WRITTEN REQUEST:
Copy the material from its beginning through the line containing "[0,154,94,166]", both ends included, with every line kept as it stands except that each bounding-box coordinate is scaled by 1.7 and rounded to a whole number, halves rounded up. Leave the pictures out of the answer.

Entries from an annotation dataset:
##########

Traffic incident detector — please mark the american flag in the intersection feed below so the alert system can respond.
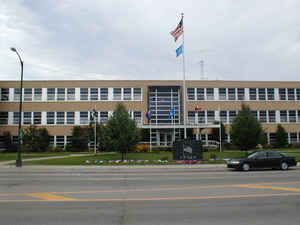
[170,19,183,41]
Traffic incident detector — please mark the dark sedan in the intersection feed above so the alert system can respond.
[227,150,297,171]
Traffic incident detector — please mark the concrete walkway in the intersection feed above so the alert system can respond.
[0,154,94,166]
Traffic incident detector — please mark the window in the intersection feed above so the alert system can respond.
[268,110,276,123]
[267,88,275,100]
[100,112,108,124]
[47,112,54,124]
[206,88,214,100]
[66,136,72,144]
[80,112,89,124]
[49,136,54,145]
[67,88,75,101]
[249,88,256,101]
[207,111,215,123]
[0,112,8,125]
[1,88,9,101]
[33,112,42,124]
[133,88,142,101]
[56,112,65,124]
[91,88,98,101]
[259,110,267,123]
[228,88,235,100]
[296,88,300,100]
[24,88,32,101]
[56,136,65,147]
[198,111,205,123]
[229,111,236,123]
[258,88,266,101]
[13,112,20,124]
[219,88,227,100]
[14,88,21,101]
[288,88,295,101]
[279,88,286,100]
[197,88,205,100]
[123,88,131,101]
[113,88,121,100]
[220,111,227,123]
[133,111,142,124]
[269,133,277,145]
[67,112,75,124]
[80,88,89,101]
[100,88,108,100]
[56,88,66,101]
[280,110,288,123]
[290,133,297,144]
[23,112,32,124]
[251,110,258,120]
[33,88,42,101]
[188,111,195,124]
[289,110,296,123]
[238,88,245,101]
[47,88,55,101]
[187,88,195,100]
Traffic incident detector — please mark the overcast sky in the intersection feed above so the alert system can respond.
[0,0,300,81]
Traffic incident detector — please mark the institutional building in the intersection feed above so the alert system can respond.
[0,80,300,146]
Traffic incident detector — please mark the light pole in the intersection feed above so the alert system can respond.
[10,48,23,167]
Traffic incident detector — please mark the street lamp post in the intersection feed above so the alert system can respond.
[10,48,23,167]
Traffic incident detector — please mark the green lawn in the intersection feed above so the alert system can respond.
[6,149,300,165]
[0,152,71,161]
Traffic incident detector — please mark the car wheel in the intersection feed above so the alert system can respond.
[242,163,250,171]
[280,162,289,170]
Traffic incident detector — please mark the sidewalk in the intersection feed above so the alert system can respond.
[0,154,93,166]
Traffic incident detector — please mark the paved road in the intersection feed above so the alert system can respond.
[0,166,300,225]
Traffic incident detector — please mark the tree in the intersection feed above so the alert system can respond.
[276,124,288,148]
[211,121,226,142]
[23,126,50,152]
[69,126,89,152]
[105,103,140,160]
[230,104,263,151]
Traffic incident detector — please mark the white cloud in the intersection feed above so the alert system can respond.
[0,0,300,80]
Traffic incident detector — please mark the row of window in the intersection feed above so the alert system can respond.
[0,111,142,125]
[188,110,300,124]
[0,88,142,101]
[0,132,300,147]
[187,88,300,101]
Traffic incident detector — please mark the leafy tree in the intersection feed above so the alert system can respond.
[211,121,226,142]
[230,104,263,151]
[68,126,89,152]
[105,103,140,160]
[276,124,288,148]
[23,126,50,152]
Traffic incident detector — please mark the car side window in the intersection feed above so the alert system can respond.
[268,152,281,159]
[256,152,267,159]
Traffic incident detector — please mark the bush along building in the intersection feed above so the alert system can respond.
[0,80,300,149]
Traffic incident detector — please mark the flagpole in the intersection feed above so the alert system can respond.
[181,13,187,139]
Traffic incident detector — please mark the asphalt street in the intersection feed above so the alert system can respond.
[0,166,300,225]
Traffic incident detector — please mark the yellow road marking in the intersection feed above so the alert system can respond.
[27,192,75,201]
[0,193,300,203]
[0,181,300,197]
[234,184,300,192]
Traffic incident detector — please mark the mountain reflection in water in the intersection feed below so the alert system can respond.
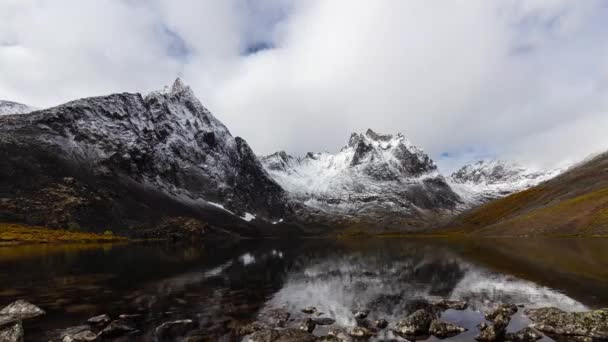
[0,239,608,340]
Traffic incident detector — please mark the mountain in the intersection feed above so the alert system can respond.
[448,160,562,208]
[0,79,291,235]
[260,129,459,230]
[447,153,608,236]
[0,100,37,115]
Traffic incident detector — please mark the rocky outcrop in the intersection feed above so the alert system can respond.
[0,299,45,342]
[0,79,291,231]
[525,308,608,341]
[0,100,37,115]
[261,129,459,230]
[448,160,562,208]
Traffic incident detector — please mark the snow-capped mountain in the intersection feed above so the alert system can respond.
[0,79,289,231]
[261,129,458,231]
[0,100,38,115]
[448,160,562,207]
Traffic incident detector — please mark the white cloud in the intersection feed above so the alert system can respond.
[0,0,608,171]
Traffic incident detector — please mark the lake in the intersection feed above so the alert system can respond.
[0,238,608,341]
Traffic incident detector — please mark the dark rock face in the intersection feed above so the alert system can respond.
[0,299,45,342]
[505,327,543,342]
[524,308,608,341]
[395,309,435,338]
[0,80,290,230]
[429,319,467,338]
[0,322,23,342]
[261,130,460,231]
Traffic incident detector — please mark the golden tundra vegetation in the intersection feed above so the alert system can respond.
[0,222,126,245]
[442,153,608,236]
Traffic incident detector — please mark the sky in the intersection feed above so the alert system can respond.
[0,0,608,170]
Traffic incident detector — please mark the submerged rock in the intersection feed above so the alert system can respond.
[475,313,511,341]
[374,318,388,329]
[154,319,196,341]
[0,322,23,342]
[99,319,137,338]
[313,317,336,325]
[302,306,317,315]
[485,304,517,321]
[429,319,467,338]
[244,329,316,342]
[353,310,369,320]
[395,309,435,338]
[348,327,375,337]
[505,327,543,342]
[87,314,110,325]
[433,299,469,310]
[258,309,291,328]
[0,299,45,320]
[298,318,317,333]
[524,308,608,341]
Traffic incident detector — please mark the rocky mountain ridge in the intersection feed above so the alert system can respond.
[0,100,38,115]
[261,129,459,229]
[448,159,563,208]
[0,79,290,234]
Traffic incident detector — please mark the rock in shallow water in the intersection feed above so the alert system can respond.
[524,308,608,341]
[313,317,336,325]
[429,319,467,338]
[154,319,196,341]
[505,327,543,342]
[395,309,435,338]
[475,313,511,341]
[433,299,469,310]
[485,304,517,321]
[244,329,316,342]
[99,319,137,338]
[87,314,110,325]
[0,299,45,320]
[298,318,317,333]
[0,322,23,342]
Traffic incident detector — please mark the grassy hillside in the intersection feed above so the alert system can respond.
[445,153,608,236]
[0,222,127,246]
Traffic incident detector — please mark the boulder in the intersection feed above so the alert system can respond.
[0,322,23,342]
[485,304,517,321]
[524,308,608,341]
[99,318,137,338]
[302,306,317,315]
[353,310,369,320]
[374,318,388,329]
[429,319,467,338]
[475,313,511,342]
[505,327,543,342]
[87,314,110,325]
[0,299,45,320]
[298,318,317,333]
[395,309,435,338]
[154,319,196,341]
[313,317,336,325]
[348,327,375,338]
[258,309,291,328]
[433,299,469,310]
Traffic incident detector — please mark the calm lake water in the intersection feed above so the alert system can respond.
[0,239,608,341]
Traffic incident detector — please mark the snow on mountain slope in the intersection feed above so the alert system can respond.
[261,129,458,226]
[0,100,37,115]
[448,160,562,207]
[0,79,289,230]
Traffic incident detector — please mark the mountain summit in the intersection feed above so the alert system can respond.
[0,79,288,229]
[261,129,458,229]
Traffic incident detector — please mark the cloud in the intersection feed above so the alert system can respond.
[0,0,608,168]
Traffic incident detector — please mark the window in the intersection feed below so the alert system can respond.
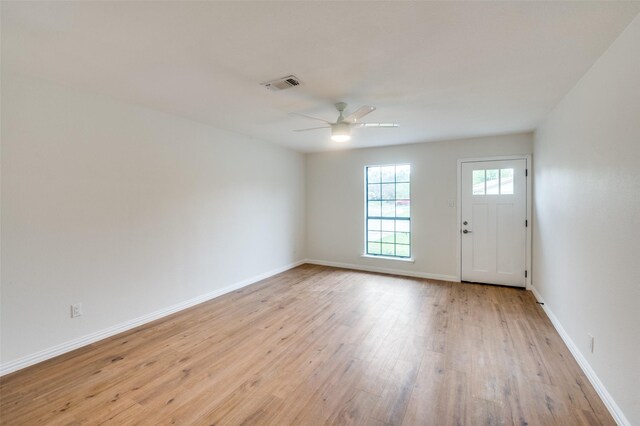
[472,169,513,195]
[365,164,411,258]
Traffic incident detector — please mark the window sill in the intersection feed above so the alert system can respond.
[360,254,414,263]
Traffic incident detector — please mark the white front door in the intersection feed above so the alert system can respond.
[460,159,528,287]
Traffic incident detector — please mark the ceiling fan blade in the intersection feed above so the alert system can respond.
[289,112,331,124]
[354,123,399,127]
[294,126,331,132]
[344,105,376,123]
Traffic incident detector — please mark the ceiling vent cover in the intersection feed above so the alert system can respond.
[262,75,301,92]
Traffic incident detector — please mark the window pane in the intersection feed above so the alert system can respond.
[382,243,396,256]
[487,169,500,195]
[396,183,410,200]
[367,183,381,200]
[367,231,382,243]
[367,166,380,183]
[367,201,382,217]
[500,169,513,195]
[382,201,396,217]
[396,220,411,232]
[396,232,410,244]
[380,166,396,182]
[367,219,380,231]
[380,232,395,244]
[396,244,411,257]
[396,232,410,244]
[382,220,395,231]
[366,164,410,257]
[367,242,382,254]
[473,170,484,195]
[382,183,396,200]
[396,201,410,217]
[396,164,411,182]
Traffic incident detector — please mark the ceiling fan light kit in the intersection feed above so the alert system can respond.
[291,102,398,142]
[331,123,351,142]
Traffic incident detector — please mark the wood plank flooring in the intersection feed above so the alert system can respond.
[0,265,614,425]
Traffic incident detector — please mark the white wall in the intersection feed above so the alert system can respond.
[0,72,305,370]
[533,14,640,425]
[307,133,532,280]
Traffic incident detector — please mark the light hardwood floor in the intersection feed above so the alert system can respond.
[0,265,614,425]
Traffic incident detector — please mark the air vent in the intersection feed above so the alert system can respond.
[262,75,300,92]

##########

EXPECTED OUTPUT:
Traffic incident detector — please mark the american flag in the intersection feed below so the alert system can respond.
[289,32,311,70]
Traffic incident detector — please mark the dark sedan in the intersection feed above so the alert system can respond.
[386,255,505,291]
Traffic incident detector — please mark the concrete walkway in the intersection feed above so the alert system can respond.
[0,262,160,282]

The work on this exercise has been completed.